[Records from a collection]
☆ ☆ ☆ ☆ ☆ ☆ ☆

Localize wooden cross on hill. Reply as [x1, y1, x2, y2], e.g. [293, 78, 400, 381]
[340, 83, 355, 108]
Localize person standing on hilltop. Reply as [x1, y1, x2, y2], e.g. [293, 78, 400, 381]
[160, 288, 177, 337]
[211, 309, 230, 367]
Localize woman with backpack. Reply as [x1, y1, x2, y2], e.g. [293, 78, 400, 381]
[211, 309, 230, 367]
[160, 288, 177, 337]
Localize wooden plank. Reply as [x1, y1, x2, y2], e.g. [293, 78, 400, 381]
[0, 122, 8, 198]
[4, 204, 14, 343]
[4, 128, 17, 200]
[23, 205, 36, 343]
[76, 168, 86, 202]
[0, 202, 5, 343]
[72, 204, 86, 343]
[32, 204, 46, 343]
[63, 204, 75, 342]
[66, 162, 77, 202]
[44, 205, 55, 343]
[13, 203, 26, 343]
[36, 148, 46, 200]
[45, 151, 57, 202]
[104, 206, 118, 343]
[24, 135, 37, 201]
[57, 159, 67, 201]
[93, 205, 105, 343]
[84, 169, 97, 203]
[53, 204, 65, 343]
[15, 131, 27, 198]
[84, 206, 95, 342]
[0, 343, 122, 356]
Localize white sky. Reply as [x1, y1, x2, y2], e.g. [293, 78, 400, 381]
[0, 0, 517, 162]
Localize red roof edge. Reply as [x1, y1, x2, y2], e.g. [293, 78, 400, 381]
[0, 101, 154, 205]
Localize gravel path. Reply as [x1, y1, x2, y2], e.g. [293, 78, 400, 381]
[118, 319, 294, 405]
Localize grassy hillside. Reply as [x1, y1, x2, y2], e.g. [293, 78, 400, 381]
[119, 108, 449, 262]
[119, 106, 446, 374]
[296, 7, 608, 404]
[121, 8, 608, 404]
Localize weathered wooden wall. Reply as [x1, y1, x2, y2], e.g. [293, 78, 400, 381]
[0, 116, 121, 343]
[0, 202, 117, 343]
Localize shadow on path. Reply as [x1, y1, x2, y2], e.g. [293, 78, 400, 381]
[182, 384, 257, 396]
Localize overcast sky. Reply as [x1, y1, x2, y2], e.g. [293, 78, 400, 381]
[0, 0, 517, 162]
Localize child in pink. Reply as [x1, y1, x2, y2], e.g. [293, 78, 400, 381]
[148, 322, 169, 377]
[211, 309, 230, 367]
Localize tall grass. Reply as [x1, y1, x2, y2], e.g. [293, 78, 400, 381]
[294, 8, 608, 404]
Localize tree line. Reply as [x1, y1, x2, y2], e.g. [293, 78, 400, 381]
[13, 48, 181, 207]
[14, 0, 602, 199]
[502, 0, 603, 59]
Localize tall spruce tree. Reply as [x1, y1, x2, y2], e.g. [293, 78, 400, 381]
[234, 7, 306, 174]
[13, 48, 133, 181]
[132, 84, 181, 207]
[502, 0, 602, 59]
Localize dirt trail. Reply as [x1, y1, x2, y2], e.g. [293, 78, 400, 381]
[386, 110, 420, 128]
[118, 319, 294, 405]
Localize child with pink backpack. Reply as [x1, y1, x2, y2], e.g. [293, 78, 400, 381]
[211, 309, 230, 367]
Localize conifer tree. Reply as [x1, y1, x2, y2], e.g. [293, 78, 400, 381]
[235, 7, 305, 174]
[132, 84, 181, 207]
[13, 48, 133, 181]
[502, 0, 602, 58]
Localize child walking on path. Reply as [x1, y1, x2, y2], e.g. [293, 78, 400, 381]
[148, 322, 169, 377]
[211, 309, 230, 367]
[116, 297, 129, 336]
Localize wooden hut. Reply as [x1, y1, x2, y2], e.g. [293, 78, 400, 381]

☆ ☆ ☆ ☆ ☆ ☆ ☆

• [AIM OF THE EXERCISE]:
Put every line of the records above into a numbered list, leaving out any blank lines.

• [TASK RESPONSE]:
1. Localize wooden cross on hill. Reply as [x1, y1, x2, y2], e.g. [293, 78, 400, 381]
2. [340, 83, 355, 108]
3. Localize person standing on hilltop. Reply as [x1, y1, x2, y2], e.g. [293, 78, 400, 381]
4. [160, 288, 177, 337]
5. [211, 309, 230, 367]
6. Localize woman with backpack. Reply as [x1, y1, x2, y2], e.g. [293, 78, 400, 381]
7. [211, 309, 230, 367]
8. [160, 288, 177, 337]
9. Localize wooden plank. Reply as [x1, y1, x2, y2], e.g. [293, 78, 400, 381]
10. [0, 122, 8, 198]
11. [4, 204, 14, 343]
12. [4, 128, 17, 200]
13. [23, 205, 36, 343]
14. [76, 168, 86, 202]
15. [0, 202, 5, 343]
16. [72, 204, 86, 343]
17. [32, 204, 46, 343]
18. [63, 204, 75, 342]
19. [66, 162, 77, 202]
20. [44, 205, 55, 343]
21. [13, 203, 26, 343]
22. [36, 148, 46, 200]
23. [45, 151, 57, 202]
24. [104, 206, 118, 343]
25. [24, 135, 37, 201]
26. [57, 159, 67, 201]
27. [93, 205, 105, 343]
28. [84, 169, 97, 203]
29. [53, 204, 65, 343]
30. [15, 131, 27, 198]
31. [84, 206, 95, 342]
32. [0, 343, 122, 356]
33. Localize white sky. Reply as [x1, y1, x2, y2], e.g. [293, 78, 400, 381]
34. [0, 0, 517, 162]
35. Localize red roof edge. Reply as [x1, y1, x2, y2], e.g. [293, 78, 400, 381]
36. [0, 101, 154, 205]
37. Localize gravel path. Reply as [x1, y1, x2, y2], e.g. [293, 78, 400, 381]
38. [118, 319, 294, 405]
39. Localize grassy hillside. Reply as [x1, y1, x2, y2], e.g. [293, 78, 400, 381]
40. [119, 108, 449, 262]
41. [119, 106, 446, 374]
42. [296, 7, 608, 404]
43. [121, 8, 608, 404]
44. Localize weathered wooden wall. Reply as [x1, y1, x2, y2], e.g. [293, 78, 400, 381]
45. [0, 116, 121, 343]
46. [0, 202, 117, 343]
47. Localize shadow on path. Reply as [x1, y1, x2, y2], e.g. [293, 78, 400, 381]
48. [182, 384, 257, 396]
49. Localize overcast sky. Reply as [x1, y1, x2, y2], e.g. [293, 78, 400, 381]
50. [0, 0, 517, 162]
51. Localize child in pink. Reply as [x1, y1, x2, y2], e.g. [293, 78, 400, 381]
52. [148, 322, 169, 377]
53. [211, 309, 230, 367]
54. Localize tall grass. Reply as [x1, y1, x2, y2], e.g. [293, 78, 400, 381]
55. [294, 8, 608, 404]
56. Localize tree line. Reply as [x1, y1, x2, y2], e.g. [293, 78, 400, 381]
57. [13, 48, 181, 207]
58. [14, 0, 602, 199]
59. [502, 0, 603, 59]
60. Localize tall spruce tree. Reply as [x1, y1, x2, y2], e.g. [293, 78, 400, 381]
61. [234, 7, 306, 174]
62. [13, 48, 133, 181]
63. [132, 84, 181, 207]
64. [502, 0, 602, 59]
65. Localize dirt trail. Reply as [x1, y1, x2, y2], e.g. [293, 78, 400, 381]
66. [386, 110, 420, 128]
67. [118, 319, 294, 405]
68. Localize child with pink backpack. Reply as [x1, y1, x2, y2], e.g. [293, 78, 400, 381]
69. [211, 309, 230, 367]
70. Localize conifer tree. Reply as [x1, y1, x2, y2], e.g. [293, 78, 400, 381]
71. [235, 7, 305, 174]
72. [132, 84, 181, 207]
73. [13, 48, 133, 181]
74. [502, 0, 602, 58]
75. Localize child walking on path. Reply as [x1, y1, x2, y2], e.g. [293, 78, 400, 381]
76. [148, 322, 169, 377]
77. [211, 309, 230, 367]
78. [116, 297, 129, 336]
79. Localize wooden hut. Reply as [x1, y1, x2, y2], e.g. [293, 78, 400, 381]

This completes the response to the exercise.